» **WHAT YOU NEED TO DO**
In the course description on opioids and dental pain management below, retype the passage from "Over promotion and" up to and including "vitally important information.".

» **DOCUMENT SECTION**
The Prescription Opioid Crisis: Impact on Dental Pain Management:   (SOLD OUT)

Over promotion and over-prescribing of opioids has contributed to the current public health emergency we face in the U.S.. Dentists write 6% of acute use opioid prescriptions but generally prescribe very few tablets per prescription. To what extent are we contributing to the development of opioid Substance Use Disorders and how can we modify our prescribing behaviors to minimize patient risk? We will outline specific strategies designed to identify the safety of prescribing opioids based on individual patient characteristics. Patient education on safe pain relief will also be reviewed. Extensive and very current handouts will be provided to maximize the chairside value of this vitally important information.

Learning Objectives:
• Discuss the extent of the opioid abuse problem in the U.S. and in your state,
• Recognize the role of the dentist in contributing to the current public health emergency,
• Explain the relative pain relief effectiveness of non-opioid and opioid agents in acute pain, and
• Discuss the benefits and risks of specific pain control regimens for effective dental analgesia.

[Items from a data source]
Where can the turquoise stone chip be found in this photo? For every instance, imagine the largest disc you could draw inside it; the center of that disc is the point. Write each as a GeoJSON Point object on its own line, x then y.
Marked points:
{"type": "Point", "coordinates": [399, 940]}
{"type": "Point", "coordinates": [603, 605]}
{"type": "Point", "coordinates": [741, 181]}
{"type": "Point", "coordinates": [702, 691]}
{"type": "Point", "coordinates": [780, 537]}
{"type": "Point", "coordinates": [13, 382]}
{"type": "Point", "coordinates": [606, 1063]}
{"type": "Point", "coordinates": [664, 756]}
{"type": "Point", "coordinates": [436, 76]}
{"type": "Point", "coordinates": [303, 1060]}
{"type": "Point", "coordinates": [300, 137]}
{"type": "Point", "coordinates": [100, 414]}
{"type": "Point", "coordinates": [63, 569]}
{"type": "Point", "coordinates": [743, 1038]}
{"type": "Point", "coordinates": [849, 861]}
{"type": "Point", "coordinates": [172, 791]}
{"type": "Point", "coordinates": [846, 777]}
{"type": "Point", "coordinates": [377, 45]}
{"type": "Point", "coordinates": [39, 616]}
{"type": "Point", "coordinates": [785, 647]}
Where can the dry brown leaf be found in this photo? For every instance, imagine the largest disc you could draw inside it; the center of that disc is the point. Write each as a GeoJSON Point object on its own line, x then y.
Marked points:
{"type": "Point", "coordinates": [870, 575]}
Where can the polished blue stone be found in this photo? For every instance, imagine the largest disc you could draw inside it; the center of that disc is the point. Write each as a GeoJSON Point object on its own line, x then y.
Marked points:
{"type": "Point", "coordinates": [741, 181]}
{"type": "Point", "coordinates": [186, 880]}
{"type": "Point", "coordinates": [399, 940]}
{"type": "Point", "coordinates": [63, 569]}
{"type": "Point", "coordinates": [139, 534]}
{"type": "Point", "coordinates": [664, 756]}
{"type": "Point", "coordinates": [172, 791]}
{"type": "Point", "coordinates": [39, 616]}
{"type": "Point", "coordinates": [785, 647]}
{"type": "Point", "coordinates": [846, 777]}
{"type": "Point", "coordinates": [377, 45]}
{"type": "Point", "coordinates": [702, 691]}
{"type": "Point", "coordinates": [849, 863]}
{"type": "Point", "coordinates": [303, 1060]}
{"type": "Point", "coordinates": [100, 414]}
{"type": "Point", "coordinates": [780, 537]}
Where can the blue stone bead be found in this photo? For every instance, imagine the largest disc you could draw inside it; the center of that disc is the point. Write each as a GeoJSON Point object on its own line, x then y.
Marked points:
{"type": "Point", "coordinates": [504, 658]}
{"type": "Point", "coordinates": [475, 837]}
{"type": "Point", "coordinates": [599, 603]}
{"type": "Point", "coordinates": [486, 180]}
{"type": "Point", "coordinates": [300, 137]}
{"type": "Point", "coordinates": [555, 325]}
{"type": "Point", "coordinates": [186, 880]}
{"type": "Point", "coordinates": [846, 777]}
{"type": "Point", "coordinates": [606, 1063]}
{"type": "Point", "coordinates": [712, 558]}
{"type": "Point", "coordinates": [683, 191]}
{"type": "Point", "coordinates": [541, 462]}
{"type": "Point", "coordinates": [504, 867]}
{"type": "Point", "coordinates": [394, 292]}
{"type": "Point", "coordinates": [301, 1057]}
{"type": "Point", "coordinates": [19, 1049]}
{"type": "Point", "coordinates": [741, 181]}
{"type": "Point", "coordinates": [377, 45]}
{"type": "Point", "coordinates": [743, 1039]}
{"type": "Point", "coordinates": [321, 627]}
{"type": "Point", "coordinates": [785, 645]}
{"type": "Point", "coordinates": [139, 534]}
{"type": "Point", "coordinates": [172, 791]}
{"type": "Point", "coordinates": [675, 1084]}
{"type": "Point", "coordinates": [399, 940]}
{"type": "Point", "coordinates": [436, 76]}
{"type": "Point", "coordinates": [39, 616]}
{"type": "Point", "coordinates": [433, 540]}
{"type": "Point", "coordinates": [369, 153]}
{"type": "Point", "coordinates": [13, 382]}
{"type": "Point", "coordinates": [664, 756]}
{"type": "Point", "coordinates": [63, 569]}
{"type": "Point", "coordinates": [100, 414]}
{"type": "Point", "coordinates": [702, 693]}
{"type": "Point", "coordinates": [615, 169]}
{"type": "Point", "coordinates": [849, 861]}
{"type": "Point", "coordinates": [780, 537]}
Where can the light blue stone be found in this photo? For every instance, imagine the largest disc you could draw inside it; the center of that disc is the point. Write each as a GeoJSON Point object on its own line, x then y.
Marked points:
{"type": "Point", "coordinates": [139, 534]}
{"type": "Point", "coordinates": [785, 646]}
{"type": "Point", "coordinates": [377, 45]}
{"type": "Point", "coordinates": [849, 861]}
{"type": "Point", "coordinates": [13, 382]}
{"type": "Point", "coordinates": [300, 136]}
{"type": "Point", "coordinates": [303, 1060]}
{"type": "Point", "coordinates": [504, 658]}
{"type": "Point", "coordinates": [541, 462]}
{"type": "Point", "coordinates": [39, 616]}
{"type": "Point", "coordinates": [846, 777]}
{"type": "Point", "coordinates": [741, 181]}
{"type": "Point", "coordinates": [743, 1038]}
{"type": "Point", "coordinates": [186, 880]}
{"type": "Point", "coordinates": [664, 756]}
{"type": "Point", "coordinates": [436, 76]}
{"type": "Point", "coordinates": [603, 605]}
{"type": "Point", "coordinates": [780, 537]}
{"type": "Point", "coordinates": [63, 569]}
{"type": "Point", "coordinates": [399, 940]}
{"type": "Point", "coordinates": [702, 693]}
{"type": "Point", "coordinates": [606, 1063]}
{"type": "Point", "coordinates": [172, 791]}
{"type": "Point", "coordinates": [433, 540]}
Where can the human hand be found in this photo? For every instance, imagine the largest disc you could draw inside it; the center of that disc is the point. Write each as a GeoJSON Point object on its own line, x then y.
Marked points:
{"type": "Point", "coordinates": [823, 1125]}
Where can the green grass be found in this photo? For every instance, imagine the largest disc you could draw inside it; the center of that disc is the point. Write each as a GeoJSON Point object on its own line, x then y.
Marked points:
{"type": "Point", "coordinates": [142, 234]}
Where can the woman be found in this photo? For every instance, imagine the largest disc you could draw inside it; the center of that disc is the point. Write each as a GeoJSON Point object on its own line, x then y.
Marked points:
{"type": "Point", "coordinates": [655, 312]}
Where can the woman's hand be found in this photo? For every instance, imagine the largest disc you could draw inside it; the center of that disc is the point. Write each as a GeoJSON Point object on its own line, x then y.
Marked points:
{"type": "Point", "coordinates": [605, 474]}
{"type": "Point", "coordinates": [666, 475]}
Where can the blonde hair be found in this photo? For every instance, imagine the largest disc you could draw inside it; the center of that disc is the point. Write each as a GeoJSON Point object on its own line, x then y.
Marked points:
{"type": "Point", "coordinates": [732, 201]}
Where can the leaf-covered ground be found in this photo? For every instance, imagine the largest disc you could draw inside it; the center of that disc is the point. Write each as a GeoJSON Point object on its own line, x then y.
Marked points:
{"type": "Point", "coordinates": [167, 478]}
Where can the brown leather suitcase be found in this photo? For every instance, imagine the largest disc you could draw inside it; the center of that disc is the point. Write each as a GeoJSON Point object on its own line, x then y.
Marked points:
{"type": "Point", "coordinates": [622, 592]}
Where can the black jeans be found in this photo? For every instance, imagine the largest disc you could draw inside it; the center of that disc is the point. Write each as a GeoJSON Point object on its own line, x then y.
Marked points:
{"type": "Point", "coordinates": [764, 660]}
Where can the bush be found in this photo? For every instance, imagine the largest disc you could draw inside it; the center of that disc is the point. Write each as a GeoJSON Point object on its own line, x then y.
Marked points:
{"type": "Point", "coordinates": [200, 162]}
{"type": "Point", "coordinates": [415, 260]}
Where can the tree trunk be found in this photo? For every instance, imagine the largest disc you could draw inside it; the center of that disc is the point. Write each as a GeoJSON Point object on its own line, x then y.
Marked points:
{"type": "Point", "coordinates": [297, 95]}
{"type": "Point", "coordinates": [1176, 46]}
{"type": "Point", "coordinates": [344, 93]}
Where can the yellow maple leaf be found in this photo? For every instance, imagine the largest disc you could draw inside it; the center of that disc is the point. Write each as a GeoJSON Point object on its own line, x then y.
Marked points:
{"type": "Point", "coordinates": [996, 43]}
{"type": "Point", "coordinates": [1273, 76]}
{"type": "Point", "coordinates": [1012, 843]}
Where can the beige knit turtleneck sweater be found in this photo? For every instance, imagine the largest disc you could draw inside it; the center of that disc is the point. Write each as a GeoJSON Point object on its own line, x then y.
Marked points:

» **RESPONSE FOR THIS EXERCISE**
Over promotion and over-prescribing of opioids has contributed to the current public health emergency we face in the U.S.. Dentists write 6% of acute use opioid prescriptions but generally prescribe very few tablets per prescription. To what extent are we contributing to the development of opioid Substance Use Disorders and how can we modify our prescribing behaviors to minimize patient risk? We will outline specific strategies designed to identify the safety of prescribing opioids based on individual patient characteristics. Patient education on safe pain relief will also be reviewed. Extensive and very current handouts will be provided to maximize the chairside value of this vitally important information.